• Exercise goal:
Rewrite everything from the line containing "of the distant" down to the end of the items, putting "faraway hill" wherever "distant hill" appears and changing nothing else.

Dataset items about where objects are located:
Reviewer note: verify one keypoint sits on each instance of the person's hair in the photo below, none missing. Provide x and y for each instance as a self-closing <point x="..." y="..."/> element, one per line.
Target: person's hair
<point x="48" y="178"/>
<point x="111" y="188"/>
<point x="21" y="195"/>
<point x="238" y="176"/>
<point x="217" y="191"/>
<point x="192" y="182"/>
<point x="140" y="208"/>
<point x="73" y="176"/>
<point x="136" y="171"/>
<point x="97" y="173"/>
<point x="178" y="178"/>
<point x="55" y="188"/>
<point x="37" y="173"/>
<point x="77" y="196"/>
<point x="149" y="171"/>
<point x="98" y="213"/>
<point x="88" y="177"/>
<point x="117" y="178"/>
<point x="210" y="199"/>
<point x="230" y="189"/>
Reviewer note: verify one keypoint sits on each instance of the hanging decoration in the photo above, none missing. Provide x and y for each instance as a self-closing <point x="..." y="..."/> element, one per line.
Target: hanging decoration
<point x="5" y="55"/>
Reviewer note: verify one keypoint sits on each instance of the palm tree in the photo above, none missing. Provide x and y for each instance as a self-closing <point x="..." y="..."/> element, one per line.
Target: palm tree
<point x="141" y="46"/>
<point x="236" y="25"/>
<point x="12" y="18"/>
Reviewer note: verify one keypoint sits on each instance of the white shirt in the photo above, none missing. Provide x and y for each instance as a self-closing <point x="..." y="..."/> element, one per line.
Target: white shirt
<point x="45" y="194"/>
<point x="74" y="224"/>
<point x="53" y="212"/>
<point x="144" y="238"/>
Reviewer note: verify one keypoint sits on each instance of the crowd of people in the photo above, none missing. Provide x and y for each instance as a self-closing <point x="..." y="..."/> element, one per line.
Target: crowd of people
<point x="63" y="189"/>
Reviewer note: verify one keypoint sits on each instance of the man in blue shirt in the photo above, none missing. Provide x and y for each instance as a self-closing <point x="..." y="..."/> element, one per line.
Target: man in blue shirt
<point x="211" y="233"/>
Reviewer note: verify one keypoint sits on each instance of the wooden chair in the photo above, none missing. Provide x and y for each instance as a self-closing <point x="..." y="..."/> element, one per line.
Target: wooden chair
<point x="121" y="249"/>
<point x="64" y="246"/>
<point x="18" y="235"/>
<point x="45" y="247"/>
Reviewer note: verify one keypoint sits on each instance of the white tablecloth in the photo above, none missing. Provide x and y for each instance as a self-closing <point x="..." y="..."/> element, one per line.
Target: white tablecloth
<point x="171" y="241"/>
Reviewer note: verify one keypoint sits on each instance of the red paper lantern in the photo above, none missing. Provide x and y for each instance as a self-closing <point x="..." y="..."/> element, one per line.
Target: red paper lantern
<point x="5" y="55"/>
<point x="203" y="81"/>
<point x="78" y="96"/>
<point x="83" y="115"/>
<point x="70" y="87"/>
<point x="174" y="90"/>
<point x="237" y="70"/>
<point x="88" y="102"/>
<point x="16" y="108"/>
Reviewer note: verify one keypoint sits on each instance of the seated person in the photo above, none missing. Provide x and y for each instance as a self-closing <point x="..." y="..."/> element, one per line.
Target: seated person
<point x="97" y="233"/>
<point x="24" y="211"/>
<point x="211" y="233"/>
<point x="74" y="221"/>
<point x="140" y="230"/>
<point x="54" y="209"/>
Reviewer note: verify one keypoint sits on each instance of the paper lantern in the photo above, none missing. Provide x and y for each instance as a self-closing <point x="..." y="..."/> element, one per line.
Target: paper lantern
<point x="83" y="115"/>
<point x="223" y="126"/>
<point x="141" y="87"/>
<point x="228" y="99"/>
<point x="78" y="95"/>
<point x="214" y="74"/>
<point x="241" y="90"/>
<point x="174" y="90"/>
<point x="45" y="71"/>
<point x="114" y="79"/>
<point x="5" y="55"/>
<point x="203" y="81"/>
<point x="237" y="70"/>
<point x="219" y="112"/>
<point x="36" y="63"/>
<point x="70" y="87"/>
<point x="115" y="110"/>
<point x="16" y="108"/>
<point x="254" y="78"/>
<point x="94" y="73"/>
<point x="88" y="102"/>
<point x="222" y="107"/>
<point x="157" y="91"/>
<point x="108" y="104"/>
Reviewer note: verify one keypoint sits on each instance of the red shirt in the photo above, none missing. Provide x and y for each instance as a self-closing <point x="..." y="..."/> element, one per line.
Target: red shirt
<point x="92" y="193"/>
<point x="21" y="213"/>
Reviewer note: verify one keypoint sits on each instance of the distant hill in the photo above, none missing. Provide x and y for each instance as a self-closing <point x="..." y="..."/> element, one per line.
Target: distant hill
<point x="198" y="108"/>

• Written reply:
Reviewer note: verify one keypoint sits on each instance of the faraway hill in the photo above, none missing. Provide x and y for each instance as a self-closing <point x="..." y="..."/> element, one per line.
Target: faraway hill
<point x="198" y="108"/>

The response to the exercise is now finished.